━━━━━ Entries shown ━━━━━
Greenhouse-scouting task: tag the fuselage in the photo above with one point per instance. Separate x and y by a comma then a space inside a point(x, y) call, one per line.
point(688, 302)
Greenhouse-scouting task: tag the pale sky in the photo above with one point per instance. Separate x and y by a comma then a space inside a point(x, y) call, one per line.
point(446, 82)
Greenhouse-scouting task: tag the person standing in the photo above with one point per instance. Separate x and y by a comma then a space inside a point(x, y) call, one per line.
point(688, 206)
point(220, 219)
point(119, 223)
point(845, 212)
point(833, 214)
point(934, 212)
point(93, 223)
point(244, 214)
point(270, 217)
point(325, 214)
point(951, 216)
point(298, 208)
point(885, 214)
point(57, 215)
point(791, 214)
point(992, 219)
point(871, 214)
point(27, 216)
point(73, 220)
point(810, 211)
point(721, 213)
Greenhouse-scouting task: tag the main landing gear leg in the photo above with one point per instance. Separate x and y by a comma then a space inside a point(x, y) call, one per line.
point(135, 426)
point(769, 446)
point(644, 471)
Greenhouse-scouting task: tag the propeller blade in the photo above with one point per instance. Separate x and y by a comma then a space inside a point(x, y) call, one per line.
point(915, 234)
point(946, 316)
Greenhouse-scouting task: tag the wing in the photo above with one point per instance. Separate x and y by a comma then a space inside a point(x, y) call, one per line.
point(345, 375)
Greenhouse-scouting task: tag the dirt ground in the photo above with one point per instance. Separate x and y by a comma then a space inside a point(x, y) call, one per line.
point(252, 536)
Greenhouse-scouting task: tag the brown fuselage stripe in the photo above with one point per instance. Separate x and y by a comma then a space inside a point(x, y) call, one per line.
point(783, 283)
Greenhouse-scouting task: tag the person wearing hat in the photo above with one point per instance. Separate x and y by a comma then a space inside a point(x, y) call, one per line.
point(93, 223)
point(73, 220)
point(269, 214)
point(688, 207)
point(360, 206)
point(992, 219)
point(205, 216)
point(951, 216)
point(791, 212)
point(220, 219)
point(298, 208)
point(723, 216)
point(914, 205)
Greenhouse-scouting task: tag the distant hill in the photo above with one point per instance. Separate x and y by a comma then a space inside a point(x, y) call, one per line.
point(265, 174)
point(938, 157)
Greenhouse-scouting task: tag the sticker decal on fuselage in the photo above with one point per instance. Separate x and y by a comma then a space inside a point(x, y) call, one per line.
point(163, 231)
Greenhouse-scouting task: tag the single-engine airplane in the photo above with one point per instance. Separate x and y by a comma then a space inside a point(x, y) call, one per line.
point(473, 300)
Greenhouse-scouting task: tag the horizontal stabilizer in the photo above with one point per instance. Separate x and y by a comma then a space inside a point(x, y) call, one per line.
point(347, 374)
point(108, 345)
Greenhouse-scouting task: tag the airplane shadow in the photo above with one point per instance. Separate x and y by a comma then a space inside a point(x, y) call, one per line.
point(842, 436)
━━━━━
#### To do:
Would you reproduce the full listing shown above, word for word?

#### Reply to the task:
Greenhouse-scouting task: tag the fuselage in the photo above with one point per instance. Separate x and y by a comma then a space inside a point(x, y) call, one per line.
point(688, 302)
Greenhouse-scouting task: tag the pale sky in the photo above with one point per instance. Separate x and y by a comma then a space inside a point(x, y) call, one per line.
point(446, 82)
Greenhouse-scouting task: tag the person standing in the photo above with one point per instance. Separate x and y by a comma then a space inside a point(x, y) call, one per line.
point(688, 206)
point(220, 219)
point(119, 223)
point(845, 212)
point(833, 214)
point(934, 212)
point(93, 223)
point(244, 214)
point(270, 217)
point(325, 214)
point(951, 216)
point(298, 208)
point(885, 214)
point(57, 215)
point(791, 214)
point(992, 219)
point(871, 214)
point(27, 216)
point(73, 220)
point(810, 211)
point(721, 213)
Greenhouse-scouting task: tag the main landing gear leg in the photo above with one point per instance. Separate x and y by a comma then a space inside a point(x, y) call, one per line.
point(135, 426)
point(769, 446)
point(644, 471)
Greenhouse-scouting task: tag the propeller blade in the photo above with one point per instance. Separate x and y by a comma then a space inside a point(x, y) call, one per line.
point(915, 234)
point(946, 316)
Greenhouse-scouting task: tag the wing in the photo above with one point per instance. Separate x and y by a comma then a space inside a point(x, y) call, one per line.
point(345, 375)
Greenhouse-scouting task: tag the dirt ground in the photo above with one point per instance. Separate x and y by a comma then a space inside a point(x, y) call, one per line.
point(252, 536)
Greenhouse-scouting task: tag the brown fuselage stripe in the photo above with one point per instance. Separate x and y by a comma then a space inside a point(x, y) call, one per line.
point(783, 283)
Greenhouse-scouting task: tag the person wearing hat in the photo above with one point per instance. Separate x and y by a comma then a space inside a point(x, y) call, one per line.
point(93, 223)
point(73, 220)
point(269, 214)
point(688, 207)
point(360, 206)
point(992, 219)
point(205, 216)
point(951, 216)
point(791, 212)
point(220, 219)
point(298, 208)
point(723, 216)
point(914, 205)
Greenhouse-scouting task: tag the distant hill in the photo above with one point per instance. Separate x and y by a comma then a space inside a point(x, y) call, one per line.
point(265, 174)
point(938, 157)
Greenhouse-scouting task: tag the sticker decal on fuselage in the photo above with one point per instance. Separate x and y by a comma then a space inside a point(x, y) call, one per line.
point(163, 231)
Greenhouse-scouting task: tag the single-engine airplane in the photo above with one point per instance. Separate x and y by a comma then a space inside a point(x, y) call, one per line.
point(473, 300)
Greenhouse-scouting task: tag the horizontal stabilizer in the photo above with one point per instance. Separate x and y by a comma then a space inside a point(x, y) call, one per line.
point(347, 374)
point(108, 345)
Greenhouse-scouting task: tag the airplane shadow in the photo above with one point per instance. Separate x and y by a comma then a space inside a point(x, y) call, one per line.
point(842, 436)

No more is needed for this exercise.